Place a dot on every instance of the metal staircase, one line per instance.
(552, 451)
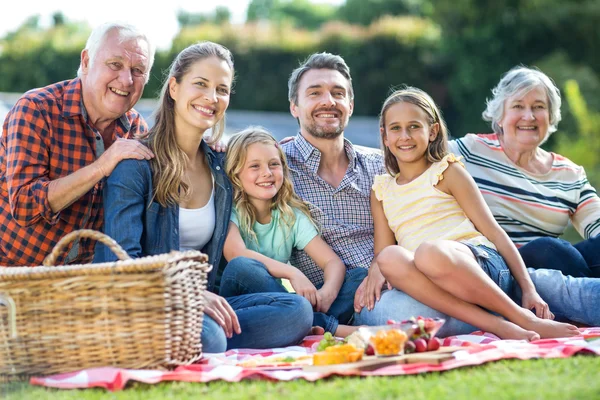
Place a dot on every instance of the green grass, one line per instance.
(561, 379)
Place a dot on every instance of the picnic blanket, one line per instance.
(477, 348)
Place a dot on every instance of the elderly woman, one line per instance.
(533, 193)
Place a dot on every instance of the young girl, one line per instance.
(267, 222)
(435, 238)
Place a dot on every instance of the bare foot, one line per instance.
(317, 330)
(345, 330)
(550, 329)
(507, 330)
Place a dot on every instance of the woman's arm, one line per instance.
(458, 183)
(125, 196)
(333, 268)
(586, 218)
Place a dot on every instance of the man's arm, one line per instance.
(63, 192)
(32, 195)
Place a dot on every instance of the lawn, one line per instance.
(561, 379)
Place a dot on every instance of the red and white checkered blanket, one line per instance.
(479, 348)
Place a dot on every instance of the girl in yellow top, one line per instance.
(435, 238)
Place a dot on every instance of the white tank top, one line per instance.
(196, 225)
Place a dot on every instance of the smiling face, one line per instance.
(407, 133)
(202, 96)
(114, 80)
(526, 120)
(262, 174)
(324, 103)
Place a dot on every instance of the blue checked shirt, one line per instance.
(343, 213)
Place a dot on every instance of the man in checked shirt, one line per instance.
(59, 143)
(336, 177)
(328, 171)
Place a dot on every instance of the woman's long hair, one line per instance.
(286, 200)
(168, 164)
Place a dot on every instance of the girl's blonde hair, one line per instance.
(169, 162)
(286, 200)
(408, 94)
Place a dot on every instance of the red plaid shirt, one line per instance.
(46, 136)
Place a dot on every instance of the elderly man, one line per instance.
(60, 142)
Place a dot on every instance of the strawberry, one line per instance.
(434, 344)
(429, 325)
(420, 345)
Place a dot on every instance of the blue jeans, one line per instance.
(577, 299)
(580, 260)
(267, 320)
(251, 276)
(492, 263)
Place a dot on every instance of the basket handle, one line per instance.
(7, 301)
(50, 260)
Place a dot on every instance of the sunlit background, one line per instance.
(455, 50)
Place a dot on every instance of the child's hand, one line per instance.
(326, 299)
(373, 285)
(531, 300)
(219, 309)
(304, 287)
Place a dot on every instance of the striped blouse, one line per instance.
(526, 205)
(417, 211)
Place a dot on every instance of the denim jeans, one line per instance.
(267, 320)
(580, 260)
(577, 299)
(492, 263)
(243, 277)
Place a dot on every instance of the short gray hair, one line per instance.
(318, 61)
(518, 82)
(126, 32)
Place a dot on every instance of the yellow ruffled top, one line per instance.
(417, 211)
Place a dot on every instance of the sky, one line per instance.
(158, 19)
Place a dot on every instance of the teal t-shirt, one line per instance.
(274, 240)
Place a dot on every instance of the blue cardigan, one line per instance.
(143, 227)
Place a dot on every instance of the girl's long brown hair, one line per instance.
(408, 94)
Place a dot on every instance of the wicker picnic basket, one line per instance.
(134, 313)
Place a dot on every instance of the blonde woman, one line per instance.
(181, 199)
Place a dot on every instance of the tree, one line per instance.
(299, 13)
(366, 11)
(58, 19)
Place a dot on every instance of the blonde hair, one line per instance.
(169, 162)
(286, 200)
(408, 94)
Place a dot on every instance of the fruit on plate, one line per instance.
(388, 342)
(434, 344)
(338, 354)
(327, 341)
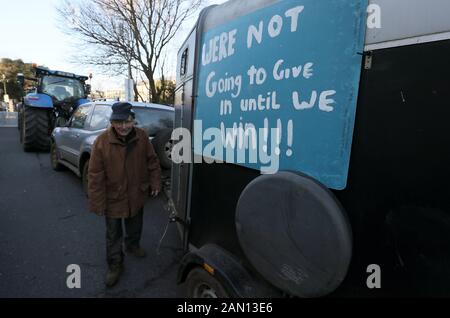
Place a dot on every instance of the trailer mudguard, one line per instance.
(228, 270)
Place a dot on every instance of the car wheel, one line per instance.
(84, 177)
(54, 158)
(163, 145)
(201, 284)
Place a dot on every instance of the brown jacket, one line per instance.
(119, 180)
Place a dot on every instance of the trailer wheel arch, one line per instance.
(227, 270)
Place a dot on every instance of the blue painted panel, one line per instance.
(39, 100)
(82, 101)
(300, 74)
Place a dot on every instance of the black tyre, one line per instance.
(163, 145)
(35, 129)
(54, 157)
(84, 176)
(201, 284)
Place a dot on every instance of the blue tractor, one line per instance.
(50, 103)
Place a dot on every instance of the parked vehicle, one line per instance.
(361, 197)
(71, 144)
(55, 97)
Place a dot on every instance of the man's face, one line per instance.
(122, 127)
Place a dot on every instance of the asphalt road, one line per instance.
(45, 226)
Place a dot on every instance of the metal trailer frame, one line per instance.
(397, 191)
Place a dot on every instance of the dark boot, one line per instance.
(113, 275)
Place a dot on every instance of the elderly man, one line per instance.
(123, 171)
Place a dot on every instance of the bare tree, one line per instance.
(127, 34)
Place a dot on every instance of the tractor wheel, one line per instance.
(35, 129)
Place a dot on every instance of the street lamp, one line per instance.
(4, 84)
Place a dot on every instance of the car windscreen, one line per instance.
(153, 120)
(62, 88)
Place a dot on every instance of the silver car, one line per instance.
(71, 144)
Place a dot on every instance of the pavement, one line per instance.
(45, 226)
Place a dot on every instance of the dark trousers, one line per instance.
(114, 234)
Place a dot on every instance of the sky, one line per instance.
(29, 31)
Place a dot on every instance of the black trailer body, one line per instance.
(310, 232)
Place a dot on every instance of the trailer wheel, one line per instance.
(35, 129)
(201, 284)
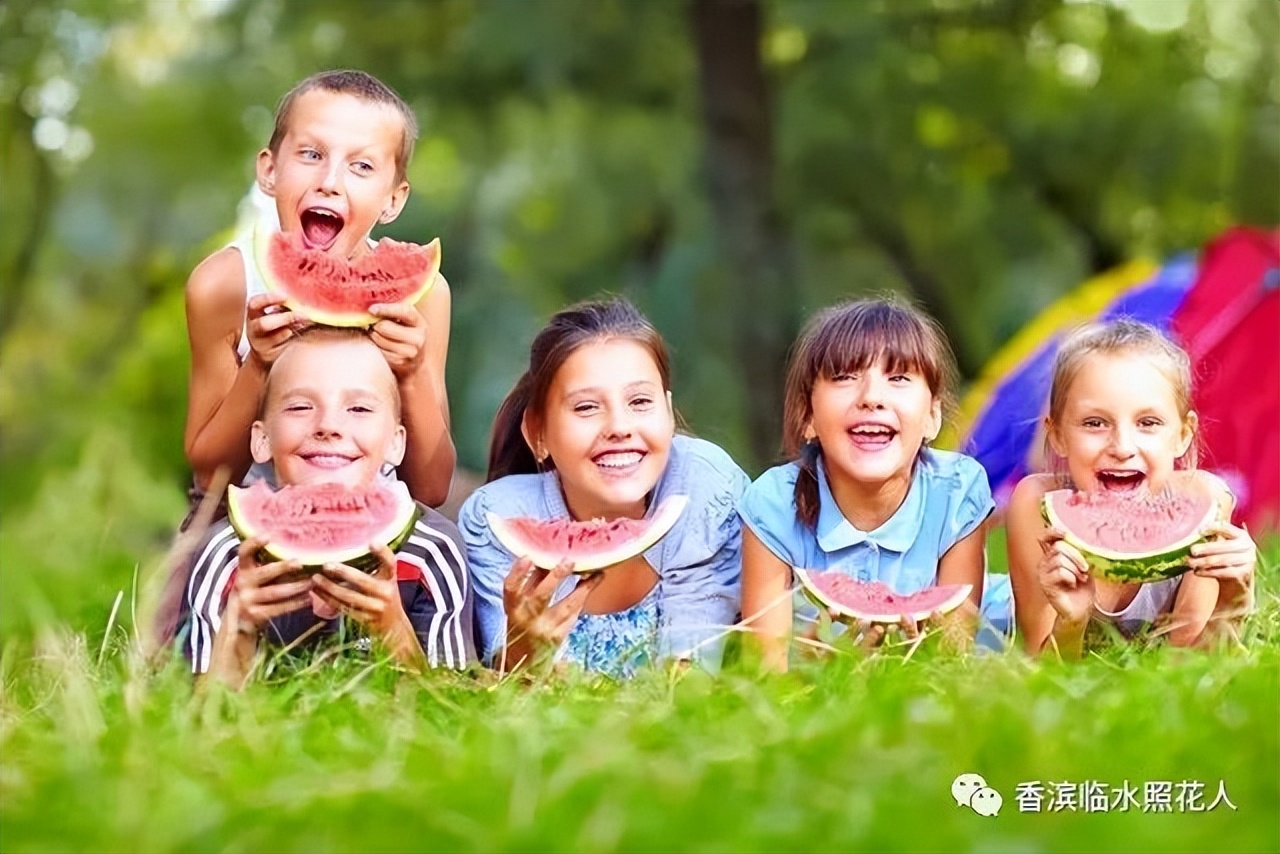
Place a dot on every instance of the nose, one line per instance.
(871, 392)
(1121, 442)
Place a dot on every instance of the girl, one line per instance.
(1119, 418)
(589, 432)
(864, 493)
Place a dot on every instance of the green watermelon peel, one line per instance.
(336, 292)
(593, 544)
(319, 524)
(1191, 506)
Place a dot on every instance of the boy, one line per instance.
(330, 414)
(336, 167)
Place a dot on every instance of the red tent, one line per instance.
(1230, 325)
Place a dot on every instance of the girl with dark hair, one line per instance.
(589, 432)
(864, 494)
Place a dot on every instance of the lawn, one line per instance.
(845, 753)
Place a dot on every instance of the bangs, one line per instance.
(881, 336)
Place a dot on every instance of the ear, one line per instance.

## PROBLEM REQUIREMENTS
All of the material above should be reproduced exactly, except the pictures.

## SOLUTION TO THIS PROBLEM
Place a dot on every instance of the metal staircase, one line per instance.
(552, 451)
Place a dot on every instance of the green grass, one line per instance.
(561, 379)
Place a dot on every instance of the picnic blanket, one line per instance.
(477, 348)
Place a dot on every instance of the elderly woman, one line per instance.
(533, 193)
Place a dot on every instance of the young girl, one line per instance.
(267, 222)
(435, 238)
Place a dot on every instance of the bare foot, one line per instance.
(317, 330)
(345, 330)
(550, 329)
(507, 330)
Place a dot on every instance of the woman's arm, one line per instance.
(458, 183)
(125, 196)
(333, 268)
(586, 218)
Place a dot on every instance of the man's arm, one line per instance.
(63, 192)
(32, 195)
Place a dot on every instance of the lawn, one line per instance.
(561, 379)
Place a dot on every instance of the red and white checkered blanket, one line per instance.
(479, 348)
Place a dot on every instance of the girl in yellow top, one line per instance.
(435, 238)
Place a dot on every instance of the white tank top, one line per instance.
(196, 225)
Place a dot on every instance of the smiling face, one line per instance.
(407, 133)
(202, 96)
(114, 80)
(526, 120)
(262, 174)
(324, 103)
Place a dot on every instance of the blue checked shirt, one line per instance.
(343, 213)
Place a dot on every instance of the man in checked shirt, one line per instance.
(59, 143)
(336, 177)
(328, 171)
Place a dot on every instance of the woman's long hair, one line per instance.
(286, 200)
(168, 164)
Place a dot on every instance of the girl's blonde hair, one line per instance.
(169, 162)
(286, 200)
(408, 94)
Place a dot on every instance of the red plaid shirt, one line per instance.
(46, 136)
Place a dot on every instance of the elderly man, one line per instance.
(60, 142)
Place a dot on every instance of the strawberry, one line per instance.
(434, 344)
(429, 325)
(420, 345)
Place a dot on every instance of the blue jeans, one line per instance.
(577, 299)
(580, 260)
(267, 320)
(251, 276)
(492, 263)
Place a dot on every instance of the basket handle, one line per instance.
(7, 301)
(50, 260)
Place a dot on every instance of the sunlit background, one line per instance.
(455, 50)
Place a dot on every instance of the child's hand, one line per instance.
(326, 299)
(373, 285)
(531, 300)
(219, 309)
(304, 287)
Place a dot on every instance of the striped blouse, one line per instance.
(526, 205)
(417, 211)
Place a dot on every instance of the denim jeans, one line per instance.
(267, 320)
(580, 260)
(577, 299)
(492, 263)
(243, 277)
Place a dot on every instance of the short gray hair, one line per instance.
(318, 61)
(518, 82)
(126, 32)
Place a dot on every instance of the yellow ruffled top, one line per instance.
(417, 211)
Place a dot on every instance of the sky, one line per instance.
(158, 19)
Place a dot on every instance of the teal t-shirt, one line per instance.
(274, 240)
Place a dot on every instance of the blue cardigan, one line per instance.
(143, 227)
Place a dot on every instance of the girl's long brown hair, one line per instance.
(408, 94)
Place a dot on every instance of the wicker picnic basket, one line per instance.
(134, 313)
Place a dot on every instance of the blonde woman, one line per instance.
(181, 199)
Place a dot on every instance of the tree, one line per instance.
(299, 13)
(366, 11)
(58, 19)
Place a dot on every instance of the blonde hair, one line per instance.
(169, 162)
(286, 200)
(408, 94)
Place a dot on every instance of the fruit on plate, one line per instance.
(388, 342)
(434, 344)
(338, 354)
(327, 341)
Place a dot on every instance of the trailer mudguard, one line per instance.
(228, 270)
Place a dot on every instance of the car wheel, one line per instance.
(84, 177)
(54, 158)
(163, 145)
(201, 284)
Place a dot on every instance of the brown jacket, one line per instance.
(119, 180)
Place a dot on every instance of the trailer wheel arch, one line per instance.
(227, 270)
Place a dot on every instance of the blue painted panel, one line per instance.
(39, 100)
(82, 101)
(300, 74)
Place a dot on every instance of the black tyre, one line per instance.
(163, 145)
(35, 129)
(54, 157)
(84, 176)
(201, 284)
Place a dot on every instance of the blue tractor, one line per instance.
(50, 103)
Place a dot on every instance of the parked vehicle, one line per instance.
(361, 197)
(71, 144)
(55, 97)
Place a dot on every instance of the man's face, one line per instance.
(122, 127)
Place a dot on every instance of the asphalt road, one line per instance.
(45, 226)
Place a dot on every instance of the metal trailer frame, one line per instance.
(397, 191)
Place a dot on every instance of the dark boot, one line per instance.
(113, 275)
Place a dot on every instance of the elderly man, one line per instance.
(123, 171)
Place a dot on every instance of the bare tree, one line per instance.
(127, 34)
Place a dot on every instance of the tractor wheel, one line per instance.
(35, 129)
Place a dot on every instance of the street lamp, one line per instance.
(4, 84)
Place a dot on every instance of the car windscreen, one line per instance.
(153, 120)
(62, 88)
Place a dot on every instance of the silver car, one line per instance.
(71, 144)
Place a dot on every instance of the pavement, one line per instance.
(45, 226)
Place a dot on every instance of the dark trousers, one line per instance.
(114, 234)
Place a dot on every instance of the sky, one line per instance.
(29, 31)
Place a dot on every instance of the black trailer body, one line per instance.
(310, 232)
Place a dot on every instance of the trailer wheel, one line per instance.
(35, 129)
(201, 284)
Place a dot on every instance of the nose, one line per instance.
(871, 392)
(1121, 442)
Place a dot on every instance of the girl, one line per instance.
(1119, 418)
(589, 432)
(864, 493)
Place a dot on every instance of the green watermelon peel, one line per instance.
(336, 292)
(593, 544)
(319, 524)
(1191, 506)
Place a dot on every instance of the boy, one line per instance.
(330, 414)
(336, 167)
Place a dot on every instance of the red tent, one line per instance.
(1230, 325)
Place a dot on every instance of the girl with dark hair, one line per instance.
(589, 432)
(864, 494)
Place a dot on every instance of the lawn, one line per instance.
(845, 753)
Place a dot on every instance of the bangs, one line per instance.
(881, 336)
Place a dot on every instance of the ear, one line per instance.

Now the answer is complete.